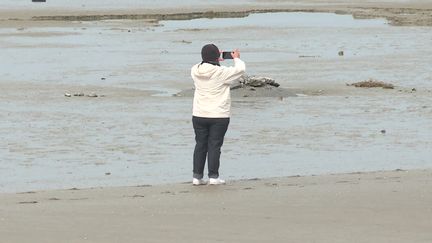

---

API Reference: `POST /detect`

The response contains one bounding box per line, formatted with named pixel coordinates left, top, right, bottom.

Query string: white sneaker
left=192, top=178, right=207, bottom=186
left=209, top=178, right=225, bottom=185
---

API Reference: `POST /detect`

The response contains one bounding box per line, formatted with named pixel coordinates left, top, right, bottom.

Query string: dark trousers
left=192, top=116, right=229, bottom=179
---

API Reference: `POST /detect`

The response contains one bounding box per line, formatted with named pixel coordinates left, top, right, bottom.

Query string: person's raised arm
left=222, top=49, right=246, bottom=84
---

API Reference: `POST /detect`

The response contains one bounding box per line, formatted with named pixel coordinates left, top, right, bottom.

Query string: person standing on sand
left=191, top=44, right=246, bottom=185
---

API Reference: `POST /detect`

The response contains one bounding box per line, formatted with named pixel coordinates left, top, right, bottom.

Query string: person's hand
left=231, top=49, right=240, bottom=59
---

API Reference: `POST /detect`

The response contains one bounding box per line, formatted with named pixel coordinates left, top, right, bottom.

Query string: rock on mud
left=347, top=79, right=394, bottom=89
left=174, top=75, right=297, bottom=97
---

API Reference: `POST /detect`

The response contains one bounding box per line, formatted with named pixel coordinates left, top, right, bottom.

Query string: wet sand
left=0, top=0, right=432, bottom=26
left=0, top=0, right=432, bottom=242
left=0, top=170, right=432, bottom=243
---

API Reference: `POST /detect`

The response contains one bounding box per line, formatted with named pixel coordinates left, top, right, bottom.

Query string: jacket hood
left=191, top=63, right=219, bottom=79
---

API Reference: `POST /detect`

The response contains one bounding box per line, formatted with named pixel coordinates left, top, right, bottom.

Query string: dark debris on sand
left=347, top=79, right=394, bottom=89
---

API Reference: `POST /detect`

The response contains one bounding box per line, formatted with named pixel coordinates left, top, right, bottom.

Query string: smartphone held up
left=221, top=51, right=233, bottom=60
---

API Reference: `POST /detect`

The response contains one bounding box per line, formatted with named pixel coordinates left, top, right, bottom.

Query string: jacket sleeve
left=221, top=58, right=246, bottom=85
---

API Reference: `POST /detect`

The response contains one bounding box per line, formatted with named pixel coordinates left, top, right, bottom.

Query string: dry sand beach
left=0, top=0, right=432, bottom=243
left=0, top=171, right=432, bottom=243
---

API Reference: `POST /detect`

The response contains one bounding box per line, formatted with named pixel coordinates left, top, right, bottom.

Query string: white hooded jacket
left=191, top=58, right=246, bottom=118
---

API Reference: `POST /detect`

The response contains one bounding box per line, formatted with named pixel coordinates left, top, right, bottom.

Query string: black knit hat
left=201, top=44, right=220, bottom=63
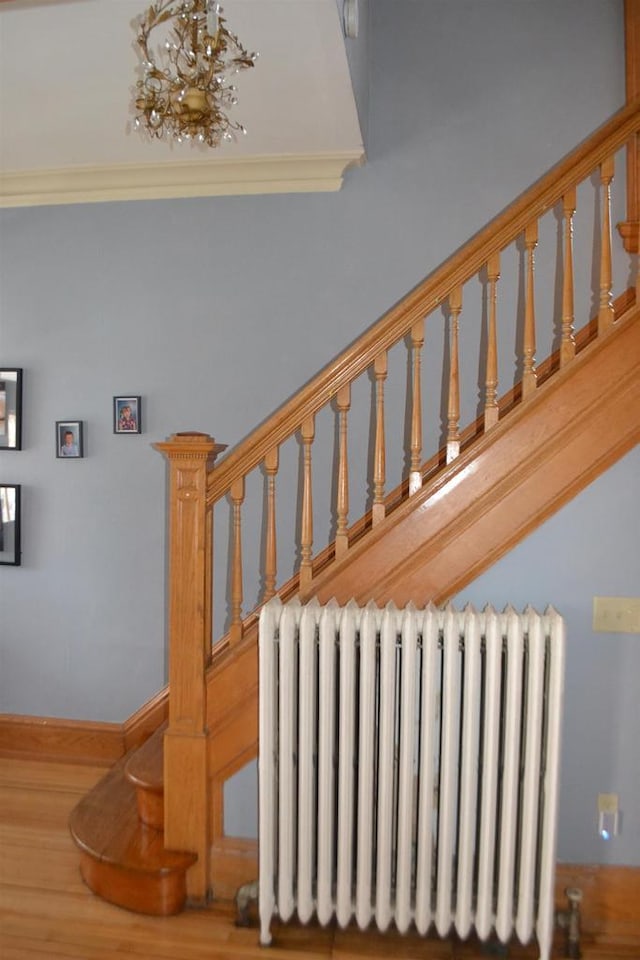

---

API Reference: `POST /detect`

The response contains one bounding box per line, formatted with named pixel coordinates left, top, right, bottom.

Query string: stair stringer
left=207, top=306, right=640, bottom=785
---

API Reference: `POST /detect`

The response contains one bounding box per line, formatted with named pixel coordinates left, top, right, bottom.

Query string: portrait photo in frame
left=0, top=367, right=22, bottom=450
left=56, top=420, right=84, bottom=460
left=113, top=397, right=142, bottom=434
left=0, top=483, right=22, bottom=567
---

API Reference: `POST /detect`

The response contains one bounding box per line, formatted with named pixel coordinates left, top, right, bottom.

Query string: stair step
left=69, top=754, right=197, bottom=916
left=125, top=723, right=167, bottom=830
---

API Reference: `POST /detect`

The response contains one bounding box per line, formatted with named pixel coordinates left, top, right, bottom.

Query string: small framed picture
left=113, top=397, right=142, bottom=433
left=0, top=367, right=22, bottom=450
left=56, top=420, right=84, bottom=460
left=0, top=483, right=21, bottom=567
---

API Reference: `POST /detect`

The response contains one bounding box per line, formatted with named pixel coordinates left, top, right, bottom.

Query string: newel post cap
left=152, top=430, right=227, bottom=463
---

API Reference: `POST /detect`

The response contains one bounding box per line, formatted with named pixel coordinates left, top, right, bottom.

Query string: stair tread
left=125, top=722, right=167, bottom=793
left=69, top=756, right=197, bottom=874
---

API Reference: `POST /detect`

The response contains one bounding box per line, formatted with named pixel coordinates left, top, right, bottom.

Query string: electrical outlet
left=598, top=793, right=618, bottom=840
left=598, top=793, right=618, bottom=813
left=593, top=597, right=640, bottom=633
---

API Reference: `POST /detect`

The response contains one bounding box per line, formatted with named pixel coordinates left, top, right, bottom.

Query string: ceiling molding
left=0, top=151, right=365, bottom=207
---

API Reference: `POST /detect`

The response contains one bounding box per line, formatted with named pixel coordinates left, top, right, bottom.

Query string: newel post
left=154, top=433, right=226, bottom=902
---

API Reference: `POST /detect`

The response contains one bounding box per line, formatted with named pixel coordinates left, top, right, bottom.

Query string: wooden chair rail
left=207, top=98, right=640, bottom=505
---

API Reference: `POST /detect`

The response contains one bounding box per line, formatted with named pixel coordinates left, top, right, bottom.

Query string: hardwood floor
left=0, top=759, right=640, bottom=960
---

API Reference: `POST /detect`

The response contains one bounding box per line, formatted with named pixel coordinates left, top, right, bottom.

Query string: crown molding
left=0, top=150, right=365, bottom=207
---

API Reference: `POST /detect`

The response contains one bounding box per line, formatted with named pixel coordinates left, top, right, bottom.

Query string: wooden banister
left=156, top=98, right=640, bottom=899
left=207, top=97, right=640, bottom=504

> [Problem requirements]:
Reproduce the material from its beginning through the line containing "left=174, top=75, right=297, bottom=97", both ends included, shifting every bounding-box coordinate up by 25 and keeping all other text unchanged. Leave the pictures out.

> [Solution to the exercise]:
---

API Reference: `POST /detect`

The response contains one bounding box per line, formatted with named pixel coordinates left, top, right, bottom.

Query string: white sneaker
left=217, top=203, right=232, bottom=211
left=234, top=203, right=250, bottom=210
---

API Reference: `POST /detect`

The response contains one bounding box per line, formatted with named pixel coordinates left, top, right, bottom.

Query string: dark trousers
left=217, top=141, right=254, bottom=204
---

API Reference: `POST /detect`

The response contains one bounding box per line, formatted with named pixel coordinates left, top, right, bottom.

Query string: person's raised arm
left=247, top=74, right=271, bottom=109
---

API Reference: `POST /detect`

The response contains one bounding box per line, formatted with named pixel coordinates left, top, right, bottom.

Query string: person standing on sand
left=216, top=69, right=271, bottom=210
---

API Reference: `POST /detect`

The response contains one bounding box per line, formatted with named pixel coordinates left, top, right, bottom.

Query string: person's hand
left=256, top=74, right=265, bottom=84
---

API Reference: `POST /detect`

The response contains one bounding box per line, formatted with named pixel coordinates left, top, right, bottom.

Query string: rock on mud
left=372, top=104, right=419, bottom=114
left=199, top=100, right=322, bottom=122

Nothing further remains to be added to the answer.